WHAT TO PRODUCE> Repeat verbatim the lines of the data below, beginning with the line containing "Where can you spot the patterned" and continuing to the end.

INPUT MATERIAL>

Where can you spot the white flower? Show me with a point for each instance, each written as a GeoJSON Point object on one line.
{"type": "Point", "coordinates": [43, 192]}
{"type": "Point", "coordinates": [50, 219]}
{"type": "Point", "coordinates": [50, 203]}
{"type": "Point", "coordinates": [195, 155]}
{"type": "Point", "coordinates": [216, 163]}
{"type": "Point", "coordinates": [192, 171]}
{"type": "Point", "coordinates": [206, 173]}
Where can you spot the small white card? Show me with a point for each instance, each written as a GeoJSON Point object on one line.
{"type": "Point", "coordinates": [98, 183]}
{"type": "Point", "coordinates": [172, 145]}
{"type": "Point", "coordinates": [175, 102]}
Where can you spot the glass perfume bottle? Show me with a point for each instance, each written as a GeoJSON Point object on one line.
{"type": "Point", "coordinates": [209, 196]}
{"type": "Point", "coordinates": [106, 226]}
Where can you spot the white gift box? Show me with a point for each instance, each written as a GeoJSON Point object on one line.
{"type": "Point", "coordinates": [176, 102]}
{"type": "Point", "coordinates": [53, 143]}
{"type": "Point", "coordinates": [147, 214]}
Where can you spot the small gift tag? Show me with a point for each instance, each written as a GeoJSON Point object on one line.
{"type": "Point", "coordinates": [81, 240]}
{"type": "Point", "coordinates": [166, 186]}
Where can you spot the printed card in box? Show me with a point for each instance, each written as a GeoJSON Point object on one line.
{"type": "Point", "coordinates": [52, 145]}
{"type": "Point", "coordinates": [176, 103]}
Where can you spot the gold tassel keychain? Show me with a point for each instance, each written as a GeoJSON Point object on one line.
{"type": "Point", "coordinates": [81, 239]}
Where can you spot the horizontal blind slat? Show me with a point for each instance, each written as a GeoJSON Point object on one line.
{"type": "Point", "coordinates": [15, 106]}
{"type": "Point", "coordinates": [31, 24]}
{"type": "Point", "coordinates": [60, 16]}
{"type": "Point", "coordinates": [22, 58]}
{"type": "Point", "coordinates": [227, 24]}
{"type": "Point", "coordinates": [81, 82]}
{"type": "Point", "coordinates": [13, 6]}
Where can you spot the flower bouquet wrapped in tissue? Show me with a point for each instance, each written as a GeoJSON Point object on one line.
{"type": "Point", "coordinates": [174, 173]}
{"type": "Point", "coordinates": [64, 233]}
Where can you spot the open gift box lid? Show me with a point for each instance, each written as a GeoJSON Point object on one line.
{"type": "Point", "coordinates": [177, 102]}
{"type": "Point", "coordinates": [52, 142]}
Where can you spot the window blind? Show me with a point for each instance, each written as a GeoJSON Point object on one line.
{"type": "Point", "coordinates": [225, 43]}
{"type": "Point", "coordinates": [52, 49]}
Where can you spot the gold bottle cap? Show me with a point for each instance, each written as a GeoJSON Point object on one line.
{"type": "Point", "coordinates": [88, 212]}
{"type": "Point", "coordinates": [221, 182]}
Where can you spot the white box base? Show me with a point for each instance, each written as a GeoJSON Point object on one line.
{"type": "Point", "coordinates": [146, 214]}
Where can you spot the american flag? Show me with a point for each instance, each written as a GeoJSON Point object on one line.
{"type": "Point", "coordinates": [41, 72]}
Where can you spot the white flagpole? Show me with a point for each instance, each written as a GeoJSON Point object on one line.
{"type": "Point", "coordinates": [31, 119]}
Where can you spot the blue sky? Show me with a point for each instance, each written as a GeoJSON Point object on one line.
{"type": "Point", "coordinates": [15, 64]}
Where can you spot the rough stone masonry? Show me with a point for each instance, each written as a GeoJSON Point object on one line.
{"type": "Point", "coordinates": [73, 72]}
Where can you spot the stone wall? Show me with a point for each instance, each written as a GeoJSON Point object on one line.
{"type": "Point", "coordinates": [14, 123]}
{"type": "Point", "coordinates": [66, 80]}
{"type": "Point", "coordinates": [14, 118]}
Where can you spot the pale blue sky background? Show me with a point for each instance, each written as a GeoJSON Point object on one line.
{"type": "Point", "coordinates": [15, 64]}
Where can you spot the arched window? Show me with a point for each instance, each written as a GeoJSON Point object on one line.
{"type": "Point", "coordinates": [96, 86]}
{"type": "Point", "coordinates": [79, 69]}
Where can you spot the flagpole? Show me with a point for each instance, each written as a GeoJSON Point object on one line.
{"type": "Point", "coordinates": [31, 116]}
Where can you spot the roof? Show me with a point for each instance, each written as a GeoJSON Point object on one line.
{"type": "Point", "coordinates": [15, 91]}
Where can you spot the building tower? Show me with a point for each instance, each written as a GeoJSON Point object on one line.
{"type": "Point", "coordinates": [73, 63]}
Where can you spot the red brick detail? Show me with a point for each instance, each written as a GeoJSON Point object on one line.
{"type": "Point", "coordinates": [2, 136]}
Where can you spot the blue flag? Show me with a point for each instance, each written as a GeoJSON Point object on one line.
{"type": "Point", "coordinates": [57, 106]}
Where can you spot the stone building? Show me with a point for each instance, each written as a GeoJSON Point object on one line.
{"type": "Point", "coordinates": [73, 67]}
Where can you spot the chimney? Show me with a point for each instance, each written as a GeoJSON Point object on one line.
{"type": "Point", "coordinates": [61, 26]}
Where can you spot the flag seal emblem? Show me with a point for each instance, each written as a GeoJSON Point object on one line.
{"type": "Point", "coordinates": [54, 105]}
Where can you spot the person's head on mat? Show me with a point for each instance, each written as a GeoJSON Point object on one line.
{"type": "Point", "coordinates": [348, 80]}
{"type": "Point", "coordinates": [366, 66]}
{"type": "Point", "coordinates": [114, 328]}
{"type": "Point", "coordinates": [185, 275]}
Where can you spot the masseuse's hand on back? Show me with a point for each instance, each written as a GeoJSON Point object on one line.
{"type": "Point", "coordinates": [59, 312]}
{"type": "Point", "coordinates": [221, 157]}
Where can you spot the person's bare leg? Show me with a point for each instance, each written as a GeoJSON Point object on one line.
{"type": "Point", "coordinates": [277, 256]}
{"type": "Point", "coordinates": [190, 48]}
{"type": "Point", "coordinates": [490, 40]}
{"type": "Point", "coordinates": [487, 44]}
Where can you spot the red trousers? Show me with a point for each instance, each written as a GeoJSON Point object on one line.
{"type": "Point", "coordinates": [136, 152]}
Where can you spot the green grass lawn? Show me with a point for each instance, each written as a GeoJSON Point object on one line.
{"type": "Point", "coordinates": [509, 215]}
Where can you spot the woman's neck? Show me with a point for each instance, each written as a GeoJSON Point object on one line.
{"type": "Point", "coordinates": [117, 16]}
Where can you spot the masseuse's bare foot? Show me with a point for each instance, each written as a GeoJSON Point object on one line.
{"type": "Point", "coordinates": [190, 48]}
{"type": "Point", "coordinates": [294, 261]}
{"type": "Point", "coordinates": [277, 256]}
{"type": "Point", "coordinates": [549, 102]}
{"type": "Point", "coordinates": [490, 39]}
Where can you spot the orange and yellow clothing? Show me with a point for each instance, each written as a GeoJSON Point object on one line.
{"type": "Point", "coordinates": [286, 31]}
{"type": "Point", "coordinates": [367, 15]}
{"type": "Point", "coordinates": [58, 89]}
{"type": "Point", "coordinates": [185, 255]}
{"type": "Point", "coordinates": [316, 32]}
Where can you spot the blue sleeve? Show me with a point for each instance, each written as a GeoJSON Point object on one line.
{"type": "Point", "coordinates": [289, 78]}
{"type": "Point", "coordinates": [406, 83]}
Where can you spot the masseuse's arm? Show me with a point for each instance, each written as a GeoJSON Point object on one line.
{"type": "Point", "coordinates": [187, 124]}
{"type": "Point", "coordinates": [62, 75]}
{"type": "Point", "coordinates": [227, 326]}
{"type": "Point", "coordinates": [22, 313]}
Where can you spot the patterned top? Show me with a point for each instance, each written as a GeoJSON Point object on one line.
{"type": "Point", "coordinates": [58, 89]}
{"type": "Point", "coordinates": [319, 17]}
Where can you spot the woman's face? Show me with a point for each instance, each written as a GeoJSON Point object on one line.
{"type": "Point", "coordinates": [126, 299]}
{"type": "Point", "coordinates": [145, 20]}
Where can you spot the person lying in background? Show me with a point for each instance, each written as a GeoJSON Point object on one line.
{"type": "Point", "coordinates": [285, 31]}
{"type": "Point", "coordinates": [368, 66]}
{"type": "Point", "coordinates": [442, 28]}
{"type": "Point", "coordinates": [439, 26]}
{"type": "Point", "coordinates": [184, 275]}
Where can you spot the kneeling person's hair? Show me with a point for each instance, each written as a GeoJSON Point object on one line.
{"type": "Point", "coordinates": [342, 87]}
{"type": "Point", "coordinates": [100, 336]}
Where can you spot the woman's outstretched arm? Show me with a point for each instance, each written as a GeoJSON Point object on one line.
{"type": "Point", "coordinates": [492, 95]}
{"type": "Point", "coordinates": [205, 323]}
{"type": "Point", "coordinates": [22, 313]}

EXPECTED ANSWER>
Where can you spot the patterned top? Show me with a point for each instance, each written as a GeoJSON Point object on one line.
{"type": "Point", "coordinates": [58, 89]}
{"type": "Point", "coordinates": [319, 17]}
Where can you spot the woman's face? Show me with a point for each instance, each written as a GeoJSON Point object on one line.
{"type": "Point", "coordinates": [126, 299]}
{"type": "Point", "coordinates": [145, 20]}
Where can you spot the person lying in background? Show me with a point for each instance, each written as a GeoJSON Point object on one line.
{"type": "Point", "coordinates": [285, 31]}
{"type": "Point", "coordinates": [368, 66]}
{"type": "Point", "coordinates": [442, 28]}
{"type": "Point", "coordinates": [439, 26]}
{"type": "Point", "coordinates": [184, 275]}
Where can you spot the kneeling person's hair? Show me with a point for each instance, each written as a GeoJSON Point object on one line.
{"type": "Point", "coordinates": [342, 87]}
{"type": "Point", "coordinates": [100, 336]}
Where can you spot the woman's outstretched arm? Show me with a point for each instance, each written as a GeoJSON Point object on one line.
{"type": "Point", "coordinates": [492, 95]}
{"type": "Point", "coordinates": [205, 323]}
{"type": "Point", "coordinates": [22, 313]}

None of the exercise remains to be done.